**SHORT PROBLEM**
Copy out every record below with complete accuracy.

**RECORD EXCERPTS**
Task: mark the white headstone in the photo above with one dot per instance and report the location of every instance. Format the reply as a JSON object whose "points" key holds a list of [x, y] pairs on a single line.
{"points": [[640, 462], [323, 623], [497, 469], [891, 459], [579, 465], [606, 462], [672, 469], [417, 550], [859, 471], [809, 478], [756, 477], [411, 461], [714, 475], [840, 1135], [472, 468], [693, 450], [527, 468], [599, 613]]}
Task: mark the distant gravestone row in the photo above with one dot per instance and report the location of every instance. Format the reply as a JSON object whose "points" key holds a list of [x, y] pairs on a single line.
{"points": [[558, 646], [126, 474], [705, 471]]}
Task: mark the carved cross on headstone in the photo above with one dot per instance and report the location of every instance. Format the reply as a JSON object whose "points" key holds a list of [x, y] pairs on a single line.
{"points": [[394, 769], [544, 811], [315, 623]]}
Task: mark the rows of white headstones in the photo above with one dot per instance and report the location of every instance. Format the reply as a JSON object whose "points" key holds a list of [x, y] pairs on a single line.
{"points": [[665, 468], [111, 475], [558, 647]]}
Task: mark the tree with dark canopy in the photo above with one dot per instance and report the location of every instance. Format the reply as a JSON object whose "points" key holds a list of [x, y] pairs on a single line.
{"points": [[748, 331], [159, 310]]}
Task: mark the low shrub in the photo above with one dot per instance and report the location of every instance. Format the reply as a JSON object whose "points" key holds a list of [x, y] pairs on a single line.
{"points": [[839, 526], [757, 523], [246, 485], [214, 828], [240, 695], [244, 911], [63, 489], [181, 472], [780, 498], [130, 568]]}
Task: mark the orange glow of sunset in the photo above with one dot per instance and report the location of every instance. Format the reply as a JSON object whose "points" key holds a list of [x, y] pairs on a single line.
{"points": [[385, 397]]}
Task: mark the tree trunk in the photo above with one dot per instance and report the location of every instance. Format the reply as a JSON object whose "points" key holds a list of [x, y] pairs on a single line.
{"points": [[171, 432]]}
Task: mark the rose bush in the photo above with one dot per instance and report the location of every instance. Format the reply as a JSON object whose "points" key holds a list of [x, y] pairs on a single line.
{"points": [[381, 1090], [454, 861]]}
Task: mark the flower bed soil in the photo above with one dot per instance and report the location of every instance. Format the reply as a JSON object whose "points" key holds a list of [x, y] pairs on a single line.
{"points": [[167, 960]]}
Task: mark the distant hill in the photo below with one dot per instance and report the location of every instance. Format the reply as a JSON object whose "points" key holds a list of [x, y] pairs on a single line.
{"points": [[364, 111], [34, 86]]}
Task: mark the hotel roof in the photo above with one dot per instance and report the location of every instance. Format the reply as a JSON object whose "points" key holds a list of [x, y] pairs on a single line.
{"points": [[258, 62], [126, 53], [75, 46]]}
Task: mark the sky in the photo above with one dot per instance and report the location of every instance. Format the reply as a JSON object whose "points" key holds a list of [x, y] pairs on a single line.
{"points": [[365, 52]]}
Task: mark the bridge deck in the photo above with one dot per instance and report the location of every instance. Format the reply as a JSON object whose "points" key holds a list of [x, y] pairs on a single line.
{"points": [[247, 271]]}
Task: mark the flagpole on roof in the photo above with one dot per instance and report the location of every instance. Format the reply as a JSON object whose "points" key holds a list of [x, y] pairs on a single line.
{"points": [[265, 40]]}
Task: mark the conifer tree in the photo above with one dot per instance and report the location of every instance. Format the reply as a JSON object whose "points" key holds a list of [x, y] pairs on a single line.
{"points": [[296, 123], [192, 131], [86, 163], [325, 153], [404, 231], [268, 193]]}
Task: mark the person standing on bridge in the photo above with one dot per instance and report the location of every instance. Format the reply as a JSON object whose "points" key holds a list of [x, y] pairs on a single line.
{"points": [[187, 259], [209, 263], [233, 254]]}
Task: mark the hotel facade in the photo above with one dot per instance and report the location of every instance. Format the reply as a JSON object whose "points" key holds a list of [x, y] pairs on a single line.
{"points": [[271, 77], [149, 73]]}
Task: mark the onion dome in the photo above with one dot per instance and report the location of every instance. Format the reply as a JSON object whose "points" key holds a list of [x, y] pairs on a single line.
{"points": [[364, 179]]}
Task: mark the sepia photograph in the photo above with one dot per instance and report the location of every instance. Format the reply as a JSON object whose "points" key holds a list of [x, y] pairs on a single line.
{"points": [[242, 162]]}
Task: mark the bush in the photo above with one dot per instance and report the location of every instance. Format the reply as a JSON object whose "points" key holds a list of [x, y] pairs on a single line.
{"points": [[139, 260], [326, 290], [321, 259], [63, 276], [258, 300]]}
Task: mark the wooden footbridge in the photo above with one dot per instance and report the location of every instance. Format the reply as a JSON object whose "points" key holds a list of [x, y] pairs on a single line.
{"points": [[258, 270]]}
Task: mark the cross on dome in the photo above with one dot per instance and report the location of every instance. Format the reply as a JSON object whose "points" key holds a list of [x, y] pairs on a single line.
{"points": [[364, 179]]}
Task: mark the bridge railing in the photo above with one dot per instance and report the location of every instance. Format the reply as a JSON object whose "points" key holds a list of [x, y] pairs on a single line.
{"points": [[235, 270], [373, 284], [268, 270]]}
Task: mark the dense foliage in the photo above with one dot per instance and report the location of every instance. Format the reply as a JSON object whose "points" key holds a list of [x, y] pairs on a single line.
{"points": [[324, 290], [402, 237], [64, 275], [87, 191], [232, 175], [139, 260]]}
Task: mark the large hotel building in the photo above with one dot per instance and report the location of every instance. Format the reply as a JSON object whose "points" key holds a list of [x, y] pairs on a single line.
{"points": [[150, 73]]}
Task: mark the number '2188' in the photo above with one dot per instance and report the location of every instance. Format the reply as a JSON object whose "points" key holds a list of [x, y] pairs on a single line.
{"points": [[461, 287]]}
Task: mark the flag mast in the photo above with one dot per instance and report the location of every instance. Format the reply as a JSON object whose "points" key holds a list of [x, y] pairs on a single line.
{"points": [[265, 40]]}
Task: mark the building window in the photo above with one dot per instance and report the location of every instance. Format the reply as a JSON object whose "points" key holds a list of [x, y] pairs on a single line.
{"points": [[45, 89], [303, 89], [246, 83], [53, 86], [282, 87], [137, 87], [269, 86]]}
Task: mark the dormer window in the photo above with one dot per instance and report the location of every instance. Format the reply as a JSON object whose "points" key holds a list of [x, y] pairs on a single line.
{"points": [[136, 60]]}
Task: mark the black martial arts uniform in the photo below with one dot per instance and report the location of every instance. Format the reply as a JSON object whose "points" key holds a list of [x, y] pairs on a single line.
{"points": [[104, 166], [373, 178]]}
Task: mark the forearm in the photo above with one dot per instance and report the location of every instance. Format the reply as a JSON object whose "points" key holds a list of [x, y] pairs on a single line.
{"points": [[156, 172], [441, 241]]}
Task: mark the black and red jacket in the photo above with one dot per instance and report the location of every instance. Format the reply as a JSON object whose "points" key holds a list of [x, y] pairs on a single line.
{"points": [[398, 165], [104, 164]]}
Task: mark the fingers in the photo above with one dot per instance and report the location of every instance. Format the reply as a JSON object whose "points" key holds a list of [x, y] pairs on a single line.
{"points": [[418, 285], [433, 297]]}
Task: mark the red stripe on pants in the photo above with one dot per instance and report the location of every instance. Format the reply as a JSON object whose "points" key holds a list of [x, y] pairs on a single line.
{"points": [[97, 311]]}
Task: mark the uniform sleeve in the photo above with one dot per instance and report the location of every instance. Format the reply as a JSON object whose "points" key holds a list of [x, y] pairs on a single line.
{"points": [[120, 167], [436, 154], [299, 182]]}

**ANSWER IN FULL**
Task: mark the white headstone in the photo above with one dot per instance and report the location of every instance. Format the reply as a JSON object whose "points" key holds a list of [x, y] pairs on a single line.
{"points": [[640, 462], [323, 623], [497, 469], [891, 459], [579, 465], [606, 462], [672, 469], [417, 550], [859, 471], [809, 478], [756, 477], [411, 461], [714, 475], [840, 1135], [472, 468], [693, 450], [527, 468], [599, 613]]}
Task: mark the distant gravestone row in the photo above with one dot per instance and report the location of every instance. Format the reply as a JSON object whose "points" key holds a list of [x, y] pairs on a single line.
{"points": [[558, 646], [126, 474], [705, 471]]}
Task: mark the carved cross on headstone in the photo above with one dot per instance and report the location of every instance. Format the reply as a JSON object whose "points" key holds a list of [x, y] pairs on a single line.
{"points": [[394, 769], [544, 811], [315, 623]]}
Task: mark the rows of white headstones in the photo above with one dot per instance and report the location of every instance. Format the reply as a JSON object whose "points" key holds a list of [x, y] pairs on a single line.
{"points": [[665, 468], [111, 475], [558, 647]]}
Task: mark the tree with dark canopy in the photo above with one dot per instance and report the location of every instance. Format the reply as a JSON object whose "points" key holds a list of [x, y] pairs on a single line.
{"points": [[748, 331], [159, 310]]}
Task: mark the low shrub in the photo above with one dot per instance and report the location of every instance. Format the reply as a JSON object whose "points" key holds a list of [x, y] pairs on a single line.
{"points": [[839, 526], [757, 523], [246, 485], [214, 828], [240, 695], [244, 911], [63, 489], [181, 472], [780, 498], [130, 568]]}
Task: mark the orange glow of sunset in the photo above with one dot per instance and report the location of every instance. Format the reply as a JSON object whose "points" key holds a list of [x, y] pairs on a single line.
{"points": [[385, 397]]}
Task: mark the tree trunk in the photo above with one dot per instance and report the location of every instance. Format the reply as a JSON object whose "points" key holds a list of [x, y] pairs on a single line.
{"points": [[171, 432]]}
Task: mark the rose bush in the photo above with one dot per instance and report the location of every instance. Format the reply as a JSON object whose "points" key holds a list of [x, y] pairs on a single line.
{"points": [[381, 1090], [454, 861]]}
Task: mark the flower bed soil in the photo above with one dot per instance and report the location of every instance. Format the reply as a JSON object whose "points" key holds a list of [x, y] pairs on a single line.
{"points": [[167, 960]]}
Task: mark the distant hill in the photo below with one dot per instance and report the location of every instance. Format the reply as a JSON object whose "points" key holds a list of [x, y] pairs on a single line.
{"points": [[364, 111], [34, 86]]}
Task: mark the hotel roof in the photo above with one dot per instance and report the location of every instance. Format the reply as a JSON object whose "points" key holds a list of [x, y] pairs on a single line.
{"points": [[258, 62], [126, 53], [75, 46]]}
Task: mark the sky in the photo above with one dot per instance and report the location of every instance. Format the reply as a JSON object whose "points" key holds a list of [x, y] pairs on a single line.
{"points": [[365, 52]]}
Task: mark the bridge deck in the photo above with one dot per instance and report the location of every instance. Format the reply as a JSON object whose "points" key holds a list of [x, y] pairs on a single line.
{"points": [[247, 271]]}
Task: mark the flagpole on roof in the photo above with one dot per instance and report the location of every instance. Format the reply as a JSON object whose "points" key holds a list of [x, y] pairs on a single line.
{"points": [[265, 40]]}
Task: mark the conifer tree in the photo above with one dot per instance and report the location of every instance. Format the reply as a JSON object whose "points" key holds a list of [x, y] pairs on a single line.
{"points": [[296, 123], [192, 131], [86, 163], [325, 153], [404, 231], [268, 193]]}
Task: mark the person standing on bridge in the photo above with one dot per instance and report the location of every instance. Format the reply as a JSON object whose "points" key holds a list of [x, y] pairs on a single line.
{"points": [[187, 259], [209, 263], [233, 254]]}
Task: mark the hotel facade in the photo above with one dot per instance and report the location of every instance. Format the reply as a JSON object whose "points" key holds a list of [x, y] pairs on a single line.
{"points": [[271, 77], [149, 73]]}
Task: mark the onion dome in the photo above with one dot per instance and report the location of every instance. Format the reply as a JSON object whose "points" key holds a list of [x, y] pairs on a single line.
{"points": [[364, 179]]}
Task: mark the sepia photograph in the photo above with one dot per instance and report the location of every instance. Format the reply as a JSON object whose "points" key holds a list of [x, y] pairs on a single line.
{"points": [[242, 162]]}
Task: mark the bush in the photo above with one dot per instance and report the location of every instance. Format the reply as a JSON object whose "points" key holds a list of [x, y] pairs on a single line.
{"points": [[139, 260], [326, 290], [321, 259], [63, 276], [258, 300]]}
Task: mark the wooden footbridge in the photo above with one dot per instance and report the location of every instance. Format the reply as a JSON object whose "points" key holds a list of [x, y] pairs on a single line.
{"points": [[258, 270]]}
Task: mark the cross on dome in the photo above with one dot per instance and report the location of every instance. Format the reply as a JSON object whose "points" key holds a list of [x, y] pairs on a single line.
{"points": [[364, 179]]}
Task: mark the bridge railing in the photo above with one dot per instance and report the location of every instance. Format the reply as a JSON object whose "points" key holds a list of [x, y] pairs on a single line.
{"points": [[235, 270], [373, 284], [268, 270]]}
Task: mark the dense foliage in the photo above with one dot per instance and report the location of every instance. Format the reply as a JSON object whose "points" key holds a list of [x, y] pairs on a single line.
{"points": [[324, 290], [402, 237], [64, 275], [87, 191], [232, 175], [139, 260]]}
Task: mark the large hotel building in the photo above with one dot per instance and report the location of every instance. Format the reply as a JSON object whose "points" key holds a list of [x, y] pairs on a single line.
{"points": [[150, 73]]}
Task: mark the number '2188' in the photo above with one dot per instance and report the location of every instance. Format the reply as a JSON object whose "points" key holds a list of [x, y] pairs on a single line.
{"points": [[461, 287]]}
Task: mark the flag mast in the photo above with one dot per instance and report the location of every instance. Format the reply as a JSON object whose "points" key holds a list of [x, y] pairs on a single line.
{"points": [[265, 40]]}
Task: mark the building window in the photo above with one dot per instance and report the location of every instance. Format the reply as a JSON object whose "points" key holds a list of [x, y] pairs on a single line.
{"points": [[45, 89], [303, 89], [246, 83], [53, 86], [282, 87], [137, 87], [269, 86]]}
Task: mark the dormer window in the photo above with one dot per instance and report the location of every instance. Format the reply as a JSON object whose "points" key holds a list of [x, y] pairs on a single line.
{"points": [[136, 60]]}
Task: mark the black martial arts uniform in the photo below with one dot per instance and report the location of every instance. Format the reply as a JSON object whose "points" key holds a list of [x, y] pairs on a single line.
{"points": [[104, 166], [373, 178]]}
Task: mark the forearm in the photo above with one dot per instance and report the location of every instance. Format the reply as a JSON object whose "points" key holds a list of [x, y] pairs on a single line.
{"points": [[156, 172], [441, 241]]}
Task: mark the black and red jacket in the photo above with one dot per instance and report the location of every instance. Format the reply as a JSON object whose "points" key holds a list of [x, y] pairs on a single line.
{"points": [[398, 165], [104, 164]]}
Task: mark the fingers in the photo above with one dot per instance and report the location of every instance. Format the reply as a JSON object whose "points" key holds a list of [x, y] pairs on a single line.
{"points": [[418, 285], [433, 297]]}
Task: mark the red stripe on pants in the photo above with one dot per instance and report the location of every instance. Format the reply as a JSON object whose "points" key holds a list of [x, y] pairs on a single line.
{"points": [[97, 311]]}
Task: mark the uniform sleeve in the photo above with one dot per instance and report the location of every instance. Format the reply as a JSON object whose "points" key holds a list of [x, y] pairs on a single line.
{"points": [[120, 167], [436, 154], [299, 182]]}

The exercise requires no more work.